| What to do |
Which religious traditions or denominations are named in the blog comment thread below? List each one once.

| Text to read |

After studying many of his writings and speeches, I agree with you that many of the things or themes Brian has touched upon are neither original nor unique by him. What was unique was that he was able to collect what many other people has been saying for a long time and gather them into one place.

11:52 PM  
Blogger Alex Tang said...

dear anon,

Thank you for the quotation from Richard John Neuhas (a Lutheran theologian who converted to Catholicism in 1990 ) from First Things journal March 2005. However I was unable to find the quotation in the March 2005 issue. Could you please direct me to the article from which the quotation was drawn from?

However the March 2005 issue of First Things did have a wonderful article, "The Call to Holiness" which is a call for unity and tolerance between Roman Catholicism and Protestants.

12:13 AM  
Anonymous Anonymous said...

Google: "first things" postinanity

and you'll find it. I think I had to click on the cache to pick it up though.

I can't wait for First Things, Touchstone and the blogosphere to start documenting the "Postinanity" trend and perhaps, God willing the big "O" "Orthodox" revival.

| Available data |
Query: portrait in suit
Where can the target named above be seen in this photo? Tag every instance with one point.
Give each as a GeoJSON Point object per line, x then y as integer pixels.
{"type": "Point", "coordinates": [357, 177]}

| Task answer |
- Lutheran
- Catholicism (Roman Catholicism)
- Protestants
- Orthodox